# [TASK INPUTS]
########################################

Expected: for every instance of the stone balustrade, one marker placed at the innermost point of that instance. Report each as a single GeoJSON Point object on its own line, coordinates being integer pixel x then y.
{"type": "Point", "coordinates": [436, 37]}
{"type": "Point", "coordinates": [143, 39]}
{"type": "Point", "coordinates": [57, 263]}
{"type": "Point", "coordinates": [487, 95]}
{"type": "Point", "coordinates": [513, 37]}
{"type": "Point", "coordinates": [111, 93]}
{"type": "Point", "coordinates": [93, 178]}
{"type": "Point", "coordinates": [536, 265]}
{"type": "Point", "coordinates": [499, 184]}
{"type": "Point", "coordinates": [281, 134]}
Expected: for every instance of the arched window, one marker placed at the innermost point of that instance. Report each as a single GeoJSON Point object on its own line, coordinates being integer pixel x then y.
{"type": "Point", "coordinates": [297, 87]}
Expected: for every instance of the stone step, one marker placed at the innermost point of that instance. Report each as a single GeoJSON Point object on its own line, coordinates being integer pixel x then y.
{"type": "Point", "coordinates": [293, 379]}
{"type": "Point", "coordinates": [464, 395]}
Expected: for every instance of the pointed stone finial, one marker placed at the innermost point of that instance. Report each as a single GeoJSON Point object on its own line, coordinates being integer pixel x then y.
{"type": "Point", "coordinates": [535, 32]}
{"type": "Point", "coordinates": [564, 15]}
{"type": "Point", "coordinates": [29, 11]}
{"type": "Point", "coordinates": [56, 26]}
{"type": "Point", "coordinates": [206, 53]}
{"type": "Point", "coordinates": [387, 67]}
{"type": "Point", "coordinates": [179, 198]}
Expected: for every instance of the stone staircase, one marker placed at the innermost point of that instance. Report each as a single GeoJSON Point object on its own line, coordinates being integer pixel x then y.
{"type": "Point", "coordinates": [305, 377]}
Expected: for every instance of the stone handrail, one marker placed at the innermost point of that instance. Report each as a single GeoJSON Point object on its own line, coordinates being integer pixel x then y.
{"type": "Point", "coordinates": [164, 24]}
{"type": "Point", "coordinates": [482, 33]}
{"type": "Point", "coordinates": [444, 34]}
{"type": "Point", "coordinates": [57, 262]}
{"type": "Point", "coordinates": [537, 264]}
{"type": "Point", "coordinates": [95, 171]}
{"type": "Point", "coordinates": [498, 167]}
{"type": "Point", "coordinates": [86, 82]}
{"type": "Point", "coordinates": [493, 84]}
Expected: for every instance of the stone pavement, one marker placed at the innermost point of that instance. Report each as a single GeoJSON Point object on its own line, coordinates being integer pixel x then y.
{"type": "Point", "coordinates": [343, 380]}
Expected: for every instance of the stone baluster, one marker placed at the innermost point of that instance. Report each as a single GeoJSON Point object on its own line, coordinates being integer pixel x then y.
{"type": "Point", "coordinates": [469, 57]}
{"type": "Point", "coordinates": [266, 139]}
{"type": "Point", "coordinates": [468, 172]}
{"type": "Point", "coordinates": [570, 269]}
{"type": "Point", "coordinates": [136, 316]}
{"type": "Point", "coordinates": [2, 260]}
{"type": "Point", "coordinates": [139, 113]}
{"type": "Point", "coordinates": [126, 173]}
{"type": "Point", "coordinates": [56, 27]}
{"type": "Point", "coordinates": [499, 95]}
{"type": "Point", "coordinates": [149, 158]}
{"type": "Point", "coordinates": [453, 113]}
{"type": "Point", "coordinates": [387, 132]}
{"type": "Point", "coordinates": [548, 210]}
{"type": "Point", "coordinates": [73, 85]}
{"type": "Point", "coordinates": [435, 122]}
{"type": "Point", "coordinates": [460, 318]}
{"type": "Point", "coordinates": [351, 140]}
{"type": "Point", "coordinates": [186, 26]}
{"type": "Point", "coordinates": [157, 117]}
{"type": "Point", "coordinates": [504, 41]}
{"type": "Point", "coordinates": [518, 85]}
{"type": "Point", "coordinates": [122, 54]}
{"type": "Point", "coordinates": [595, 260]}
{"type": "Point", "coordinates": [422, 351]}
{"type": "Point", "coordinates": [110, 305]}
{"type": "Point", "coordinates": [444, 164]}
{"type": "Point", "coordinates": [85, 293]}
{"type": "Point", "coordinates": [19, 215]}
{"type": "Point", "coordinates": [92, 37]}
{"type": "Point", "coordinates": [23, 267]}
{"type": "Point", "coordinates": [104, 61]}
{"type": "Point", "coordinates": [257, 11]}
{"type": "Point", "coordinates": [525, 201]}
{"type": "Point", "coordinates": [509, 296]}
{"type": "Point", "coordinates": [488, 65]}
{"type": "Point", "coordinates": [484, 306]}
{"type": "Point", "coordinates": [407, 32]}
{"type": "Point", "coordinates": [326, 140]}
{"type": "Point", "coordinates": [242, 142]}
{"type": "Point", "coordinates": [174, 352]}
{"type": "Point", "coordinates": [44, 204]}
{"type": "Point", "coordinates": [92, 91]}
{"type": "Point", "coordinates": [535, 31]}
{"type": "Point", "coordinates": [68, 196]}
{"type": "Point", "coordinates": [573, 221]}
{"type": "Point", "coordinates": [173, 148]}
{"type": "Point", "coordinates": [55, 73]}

########################################

# [PROBLEM DETAILS]
The complete listing above is to be output again exactly.

# [WRITTEN ANSWER]
Expected: for every instance of the stone balustrade, one marker placed at the innermost point of that instance. Report each as a single GeoJSON Point object on its own line, coordinates being integer pixel x then y.
{"type": "Point", "coordinates": [436, 37]}
{"type": "Point", "coordinates": [143, 39]}
{"type": "Point", "coordinates": [57, 263]}
{"type": "Point", "coordinates": [487, 95]}
{"type": "Point", "coordinates": [513, 37]}
{"type": "Point", "coordinates": [111, 93]}
{"type": "Point", "coordinates": [93, 178]}
{"type": "Point", "coordinates": [536, 265]}
{"type": "Point", "coordinates": [499, 184]}
{"type": "Point", "coordinates": [281, 134]}
Expected: for every instance of the arched window, one marker placed at the innermost point of that instance. Report each as a single GeoJSON Point object on its own line, coordinates being integer pixel x then y.
{"type": "Point", "coordinates": [297, 87]}
Expected: for every instance of the stone step, one marker placed at the innermost point of that instance. Report each as a single GeoJSON Point object on its own line, coordinates being integer pixel x then y.
{"type": "Point", "coordinates": [293, 379]}
{"type": "Point", "coordinates": [464, 395]}
Expected: for every instance of the pointed stone finial, one marker placed at the innermost point of that instance. Report each as a single GeoJSON Point object on its own line, coordinates being integer pixel x then y.
{"type": "Point", "coordinates": [535, 32]}
{"type": "Point", "coordinates": [564, 15]}
{"type": "Point", "coordinates": [29, 11]}
{"type": "Point", "coordinates": [56, 26]}
{"type": "Point", "coordinates": [206, 53]}
{"type": "Point", "coordinates": [387, 67]}
{"type": "Point", "coordinates": [179, 198]}
Expected: for every instance of the stone staircase, one marker placed at the innermost point of that instance. Report each as a single GeoJSON Point object on its own line, coordinates being integer pixel x then y.
{"type": "Point", "coordinates": [305, 377]}
Expected: for every instance of the stone handrail, one marker placed at the innermost point of that instance. Report each as a single GeoJSON Point object on its own line, coordinates being integer pixel x then y.
{"type": "Point", "coordinates": [164, 24]}
{"type": "Point", "coordinates": [482, 33]}
{"type": "Point", "coordinates": [444, 34]}
{"type": "Point", "coordinates": [57, 262]}
{"type": "Point", "coordinates": [537, 264]}
{"type": "Point", "coordinates": [95, 171]}
{"type": "Point", "coordinates": [498, 167]}
{"type": "Point", "coordinates": [86, 82]}
{"type": "Point", "coordinates": [493, 84]}
Expected: for every instance of the stone pavement, one marker placed at the innermost point of that instance. Report each as a single GeoJSON Point object on its own line, coordinates being integer pixel x then y.
{"type": "Point", "coordinates": [343, 380]}
Expected: for every instance of the stone baluster, one marker placed at the innermost point of that instance. Report each as a single GeoJSON Point object on its own line, coordinates being integer pixel x then y.
{"type": "Point", "coordinates": [469, 57]}
{"type": "Point", "coordinates": [266, 139]}
{"type": "Point", "coordinates": [468, 172]}
{"type": "Point", "coordinates": [570, 269]}
{"type": "Point", "coordinates": [136, 316]}
{"type": "Point", "coordinates": [2, 260]}
{"type": "Point", "coordinates": [139, 113]}
{"type": "Point", "coordinates": [126, 173]}
{"type": "Point", "coordinates": [56, 27]}
{"type": "Point", "coordinates": [499, 95]}
{"type": "Point", "coordinates": [149, 158]}
{"type": "Point", "coordinates": [453, 113]}
{"type": "Point", "coordinates": [387, 132]}
{"type": "Point", "coordinates": [548, 210]}
{"type": "Point", "coordinates": [73, 85]}
{"type": "Point", "coordinates": [435, 122]}
{"type": "Point", "coordinates": [460, 318]}
{"type": "Point", "coordinates": [351, 140]}
{"type": "Point", "coordinates": [186, 26]}
{"type": "Point", "coordinates": [157, 117]}
{"type": "Point", "coordinates": [504, 41]}
{"type": "Point", "coordinates": [518, 85]}
{"type": "Point", "coordinates": [122, 54]}
{"type": "Point", "coordinates": [595, 260]}
{"type": "Point", "coordinates": [422, 351]}
{"type": "Point", "coordinates": [110, 305]}
{"type": "Point", "coordinates": [444, 164]}
{"type": "Point", "coordinates": [85, 293]}
{"type": "Point", "coordinates": [19, 215]}
{"type": "Point", "coordinates": [92, 37]}
{"type": "Point", "coordinates": [23, 267]}
{"type": "Point", "coordinates": [104, 61]}
{"type": "Point", "coordinates": [257, 11]}
{"type": "Point", "coordinates": [525, 201]}
{"type": "Point", "coordinates": [509, 296]}
{"type": "Point", "coordinates": [488, 65]}
{"type": "Point", "coordinates": [484, 306]}
{"type": "Point", "coordinates": [407, 32]}
{"type": "Point", "coordinates": [326, 140]}
{"type": "Point", "coordinates": [242, 142]}
{"type": "Point", "coordinates": [174, 352]}
{"type": "Point", "coordinates": [44, 204]}
{"type": "Point", "coordinates": [92, 91]}
{"type": "Point", "coordinates": [535, 31]}
{"type": "Point", "coordinates": [68, 196]}
{"type": "Point", "coordinates": [573, 221]}
{"type": "Point", "coordinates": [173, 148]}
{"type": "Point", "coordinates": [55, 73]}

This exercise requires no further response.